*** Block opens ***

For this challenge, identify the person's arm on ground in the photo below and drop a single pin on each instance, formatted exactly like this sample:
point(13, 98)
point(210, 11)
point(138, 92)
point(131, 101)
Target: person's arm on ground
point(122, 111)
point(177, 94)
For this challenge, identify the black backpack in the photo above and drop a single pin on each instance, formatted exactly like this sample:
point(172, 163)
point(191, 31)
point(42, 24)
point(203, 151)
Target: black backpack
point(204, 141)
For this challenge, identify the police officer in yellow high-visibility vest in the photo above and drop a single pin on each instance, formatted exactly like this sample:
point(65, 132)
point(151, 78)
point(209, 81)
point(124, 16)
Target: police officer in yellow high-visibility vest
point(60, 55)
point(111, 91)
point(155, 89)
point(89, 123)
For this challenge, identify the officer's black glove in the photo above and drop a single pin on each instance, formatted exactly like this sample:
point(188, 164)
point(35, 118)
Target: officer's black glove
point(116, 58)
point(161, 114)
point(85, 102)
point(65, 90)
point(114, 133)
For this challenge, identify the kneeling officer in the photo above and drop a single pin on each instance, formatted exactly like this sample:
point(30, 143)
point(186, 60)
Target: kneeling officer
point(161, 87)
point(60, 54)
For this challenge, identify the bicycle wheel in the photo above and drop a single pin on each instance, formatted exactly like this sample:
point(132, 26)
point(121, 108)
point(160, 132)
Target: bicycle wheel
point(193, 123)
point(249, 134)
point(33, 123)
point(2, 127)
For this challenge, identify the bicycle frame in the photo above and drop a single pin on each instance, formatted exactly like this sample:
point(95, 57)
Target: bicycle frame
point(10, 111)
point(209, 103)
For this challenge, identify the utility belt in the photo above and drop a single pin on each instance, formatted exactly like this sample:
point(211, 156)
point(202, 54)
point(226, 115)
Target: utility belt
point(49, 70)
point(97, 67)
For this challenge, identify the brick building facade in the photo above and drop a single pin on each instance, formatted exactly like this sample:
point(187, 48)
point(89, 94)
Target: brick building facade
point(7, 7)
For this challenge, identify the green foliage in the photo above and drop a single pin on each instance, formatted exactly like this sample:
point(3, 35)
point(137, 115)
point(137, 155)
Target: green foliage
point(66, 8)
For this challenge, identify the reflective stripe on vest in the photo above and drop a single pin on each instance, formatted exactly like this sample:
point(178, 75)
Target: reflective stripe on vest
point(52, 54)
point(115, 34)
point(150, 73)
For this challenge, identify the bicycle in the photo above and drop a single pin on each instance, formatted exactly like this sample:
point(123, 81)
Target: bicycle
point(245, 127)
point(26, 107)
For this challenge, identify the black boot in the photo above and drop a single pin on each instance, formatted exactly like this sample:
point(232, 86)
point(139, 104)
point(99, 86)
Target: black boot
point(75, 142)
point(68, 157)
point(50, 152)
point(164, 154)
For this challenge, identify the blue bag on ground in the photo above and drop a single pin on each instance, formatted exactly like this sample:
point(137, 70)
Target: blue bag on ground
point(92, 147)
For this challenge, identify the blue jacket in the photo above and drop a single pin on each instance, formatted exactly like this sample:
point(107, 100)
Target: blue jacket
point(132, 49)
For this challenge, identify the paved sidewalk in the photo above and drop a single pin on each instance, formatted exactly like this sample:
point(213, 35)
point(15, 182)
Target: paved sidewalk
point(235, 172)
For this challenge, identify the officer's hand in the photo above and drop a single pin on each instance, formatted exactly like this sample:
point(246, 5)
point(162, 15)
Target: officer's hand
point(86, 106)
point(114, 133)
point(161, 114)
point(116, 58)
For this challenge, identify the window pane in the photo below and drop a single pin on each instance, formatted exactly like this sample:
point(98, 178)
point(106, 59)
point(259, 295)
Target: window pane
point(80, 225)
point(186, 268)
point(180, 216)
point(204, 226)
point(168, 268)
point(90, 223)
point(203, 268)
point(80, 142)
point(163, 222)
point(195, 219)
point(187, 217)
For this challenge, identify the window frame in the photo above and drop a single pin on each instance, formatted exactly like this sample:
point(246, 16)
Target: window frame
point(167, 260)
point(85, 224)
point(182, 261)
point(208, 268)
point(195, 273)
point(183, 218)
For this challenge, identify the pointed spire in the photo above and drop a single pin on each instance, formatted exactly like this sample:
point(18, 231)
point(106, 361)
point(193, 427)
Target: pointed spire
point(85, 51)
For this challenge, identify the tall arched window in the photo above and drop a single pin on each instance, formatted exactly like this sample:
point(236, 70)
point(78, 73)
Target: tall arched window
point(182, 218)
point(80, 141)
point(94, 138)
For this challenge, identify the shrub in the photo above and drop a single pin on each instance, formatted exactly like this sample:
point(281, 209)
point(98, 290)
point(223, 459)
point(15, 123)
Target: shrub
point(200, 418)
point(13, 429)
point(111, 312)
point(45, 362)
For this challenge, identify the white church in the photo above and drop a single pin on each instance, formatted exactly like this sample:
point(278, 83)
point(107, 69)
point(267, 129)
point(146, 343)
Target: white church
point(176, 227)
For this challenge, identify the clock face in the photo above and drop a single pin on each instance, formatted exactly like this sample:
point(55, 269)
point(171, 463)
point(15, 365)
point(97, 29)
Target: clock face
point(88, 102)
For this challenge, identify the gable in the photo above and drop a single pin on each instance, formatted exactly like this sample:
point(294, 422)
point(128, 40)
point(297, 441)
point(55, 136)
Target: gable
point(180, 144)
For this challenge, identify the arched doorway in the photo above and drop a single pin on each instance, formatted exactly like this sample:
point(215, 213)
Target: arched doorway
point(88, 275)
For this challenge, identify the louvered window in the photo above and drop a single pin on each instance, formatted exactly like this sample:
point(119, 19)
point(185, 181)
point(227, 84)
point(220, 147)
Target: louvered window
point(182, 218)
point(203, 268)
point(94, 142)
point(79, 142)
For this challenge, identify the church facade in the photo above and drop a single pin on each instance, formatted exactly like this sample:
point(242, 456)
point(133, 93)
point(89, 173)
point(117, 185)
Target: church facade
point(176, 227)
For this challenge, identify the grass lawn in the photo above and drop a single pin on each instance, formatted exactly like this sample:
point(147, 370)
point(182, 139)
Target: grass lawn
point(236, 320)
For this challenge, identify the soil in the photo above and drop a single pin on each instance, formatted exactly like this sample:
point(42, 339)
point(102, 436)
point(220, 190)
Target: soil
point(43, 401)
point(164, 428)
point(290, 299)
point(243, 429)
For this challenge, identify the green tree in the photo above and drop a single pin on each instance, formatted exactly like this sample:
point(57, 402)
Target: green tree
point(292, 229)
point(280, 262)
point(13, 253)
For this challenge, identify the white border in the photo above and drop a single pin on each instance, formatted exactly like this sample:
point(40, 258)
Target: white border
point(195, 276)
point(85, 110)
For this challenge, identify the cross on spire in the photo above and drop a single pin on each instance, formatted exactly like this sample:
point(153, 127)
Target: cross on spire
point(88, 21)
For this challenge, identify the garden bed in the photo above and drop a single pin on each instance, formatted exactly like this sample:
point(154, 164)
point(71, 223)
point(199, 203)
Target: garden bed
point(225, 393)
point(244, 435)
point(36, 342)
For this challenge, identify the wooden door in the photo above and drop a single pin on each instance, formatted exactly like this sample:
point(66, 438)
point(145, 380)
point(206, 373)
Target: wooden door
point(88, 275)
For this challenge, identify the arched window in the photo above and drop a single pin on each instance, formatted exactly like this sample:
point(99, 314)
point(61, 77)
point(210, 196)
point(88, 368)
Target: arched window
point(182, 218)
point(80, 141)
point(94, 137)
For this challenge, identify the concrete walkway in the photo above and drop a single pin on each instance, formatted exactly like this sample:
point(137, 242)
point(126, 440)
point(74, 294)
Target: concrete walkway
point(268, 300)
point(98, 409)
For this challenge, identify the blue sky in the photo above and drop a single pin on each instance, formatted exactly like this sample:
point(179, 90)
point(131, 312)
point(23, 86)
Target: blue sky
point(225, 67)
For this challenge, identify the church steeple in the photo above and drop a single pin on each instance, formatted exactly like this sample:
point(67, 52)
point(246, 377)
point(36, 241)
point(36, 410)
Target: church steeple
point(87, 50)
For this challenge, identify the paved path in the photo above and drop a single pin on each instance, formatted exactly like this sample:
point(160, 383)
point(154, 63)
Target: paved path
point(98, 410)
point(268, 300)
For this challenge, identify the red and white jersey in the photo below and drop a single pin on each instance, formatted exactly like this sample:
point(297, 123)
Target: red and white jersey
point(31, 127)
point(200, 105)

*** Block closes ***

**Exercise goal**
Take the line that holds "point(61, 77)" as the first and the last line of the material as the final one. Print that span exactly, both ends included.

**Response to this exercise**
point(61, 77)
point(210, 196)
point(88, 368)
Target: arched window
point(182, 218)
point(80, 141)
point(94, 137)
For this challenge, identify the concrete walkway in the photo above and drop a single pin on each instance, formatted exactly like this sample:
point(137, 242)
point(126, 440)
point(74, 294)
Target: concrete walkway
point(268, 300)
point(98, 409)
For this challenge, identify the blue sky in the photo above and drop a single pin on each instance, formatted exactly like this sample:
point(179, 90)
point(131, 312)
point(23, 86)
Target: blue sky
point(225, 67)
For this challenge, identify the church steeple in the photo above and drop a single pin on each instance, formatted exactly like this sample:
point(67, 52)
point(246, 377)
point(36, 241)
point(36, 410)
Target: church steeple
point(87, 50)
For this challenge, identify the paved path in the photo above and drop a single pin on each instance, formatted exactly like this sample:
point(160, 383)
point(154, 63)
Target: paved path
point(98, 410)
point(268, 300)
For this challenge, identify the red and white jersey in the photo below and drop a single pin on each instance, formatted exactly like this sample:
point(297, 123)
Target: red and white jersey
point(31, 127)
point(200, 105)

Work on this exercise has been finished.